- [依頼内容] 以下に示す日銀とFRBの金融政策を論じた時評文を、最後の文の後から書き継いでください。

- [提供本文]
________________
新・暮らしの経済手帖 ~時評編~

わたしたちの暮らしを大切にするための経済解説サイトを目指して開設しました。こちらは時評編で基礎知識編もあります。

やる気のなさを見抜かれてしまった日銀と信用の毀損

一昨日3月16日に日銀政策決定会合が行われました。コロナウィルスショックによる経済活動への打撃を考慮して前倒しで行われています。同日にアメリカの中央銀行FRBのパウエル議長がゼロ金利政策と中銀が債券等を買い取る大胆な量的緩和政策の再開を打ち出しました。パウエル議長はどちらかといえば金利を引き上げたがる傾向にあり、トランプ大統領から度々非難されたり解任をちらつかされたりしていましたが、今回ばかりは相当思い切ったようです。

 

FRB議長「試練乗り切るまでゼロ金利維持」 会見要旨 日経新聞

 

FRB長期金利や住宅ローン金利を引き下げるべく米国債で5000億ドル買い入れ、住宅ローン担保証券MBS)は同じく2000億ドル購入などと日本円に換算すると75兆円規模の量的緩和を実施します。
________________
- [収集データ]
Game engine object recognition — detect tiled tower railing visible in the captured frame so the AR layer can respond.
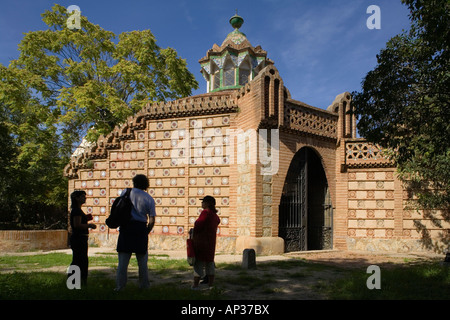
________________
- [回答内容]
 

EUのECBなど他の世界各国も金利引き下げなどの緊急金融緩和政策や財政出動を打ち出していきます。

 

ところが日銀はといいますと・・・・・

ETF(株価連動型上場信託投資)の買い入れ6兆円増加

REIT不動産投資信託の買い入れ900億円増加

CP=コマーシャルペーパー社債の買い入れ=2兆円増加

 

それぞれ買入額を倍増しましたよ~ということなんですが、規模がショボすぎます。日銀のやる気のなさに失望したのか、政策発表当日の株式市場関係者は売りに走ってしまいました。まあアメリカの方もパウエル議長が思い切った金融緩和策を打ち出したにも関わらずNY株市場の値崩れが進んでしまってはいますが、それを差し引いても相当の失望感を与えたのだなと思われます。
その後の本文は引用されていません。